**Exercise details:**
Please recast each line of the material below as an item in a numbered list, skipping blank lines and leaving any image out of your answer.

Stored entries
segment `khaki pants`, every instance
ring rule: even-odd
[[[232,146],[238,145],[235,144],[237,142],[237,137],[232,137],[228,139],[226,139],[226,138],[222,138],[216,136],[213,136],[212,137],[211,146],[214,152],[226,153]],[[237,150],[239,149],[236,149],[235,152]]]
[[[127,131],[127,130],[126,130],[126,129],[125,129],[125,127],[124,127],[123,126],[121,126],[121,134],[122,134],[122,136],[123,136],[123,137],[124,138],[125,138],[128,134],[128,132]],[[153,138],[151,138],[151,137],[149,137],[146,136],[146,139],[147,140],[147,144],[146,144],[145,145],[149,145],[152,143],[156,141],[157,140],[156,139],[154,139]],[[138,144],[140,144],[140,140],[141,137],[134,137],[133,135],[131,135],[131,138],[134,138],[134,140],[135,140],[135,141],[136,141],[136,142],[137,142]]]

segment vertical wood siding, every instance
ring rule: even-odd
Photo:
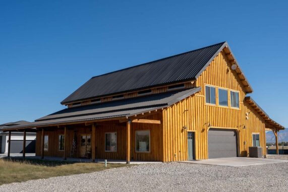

**Exercise solution:**
1. segment `khaki pants`, every instance
2. ring rule: even-odd
3. [[[232,146],[238,145],[235,144],[237,142],[237,137],[232,137],[228,139],[226,139],[226,138],[222,138],[216,136],[213,136],[212,137],[211,146],[214,152],[226,153]],[[237,150],[239,149],[236,149],[235,152]]]
4. [[[127,131],[127,130],[126,130],[126,129],[125,129],[125,127],[124,127],[123,126],[121,126],[121,134],[122,134],[122,136],[123,136],[123,137],[124,138],[125,138],[128,134],[128,132]],[[153,138],[151,138],[151,137],[149,137],[146,136],[146,139],[147,140],[147,144],[146,144],[145,145],[149,145],[152,143],[156,141],[157,140],[156,139],[154,139]],[[138,144],[140,144],[140,140],[141,137],[134,137],[133,135],[131,135],[131,138],[134,138],[134,140],[135,140],[135,141],[136,141],[136,142],[137,142]]]
5. segment vertical wood siding, every instance
6. ring rule: even-odd
7. Photo:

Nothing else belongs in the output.